## Problem statement:
In the news excerpt below, can you condense the paragraph that begins "The West Bank's tiny Palestinian Christian community" into a short bulleted list of its main facts?

***** Selected excerpt

But recently Duaybis fled again as Israeli helicopter gunships were poised to attack the Ramallah headquarters of Palestinian President Yasser Arafat, just 100 yards from her home. Before this reprisal for the Palestinian killing of two Israeli reserve soldiers began, she grabbed her granddaughter and a number of her friends and ran to Ramallah's Anglican Church compound to spend the night.

"The thing I think about most is the children," said Duaybis, the widow of an Anglican priest.

"I remember how I was so scared and frightened in 1948, and no adult had time to explain what was going on. Now I have a grandchild, and she is going through the same thing."

The West Bank's tiny Palestinian Christian community of 45,000 people, including avid proponents of the peace process, has become deeply embroiled in the current disturbances, which are striking dangerously close to home. Most of the West Bank's Christians are concentrated in Ramallah, Arab east Jerusalem, and the Bethlehem district—flash points in the current unrest.

**********
***** Given entries

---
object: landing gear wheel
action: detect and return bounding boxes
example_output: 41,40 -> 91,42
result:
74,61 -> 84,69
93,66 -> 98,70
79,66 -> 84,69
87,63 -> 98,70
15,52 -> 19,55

**********

## Result for this task:
- The West Bank's Palestinian Christian community is small, about 45,000 people, and includes avid supporters of the peace process.
- The community has become deeply embroiled in the current disturbances, which are striking dangerously close to home.
- Most West Bank Christians live in Ramallah, Arab east Jerusalem, and the Bethlehem district, all flash points in the current unrest.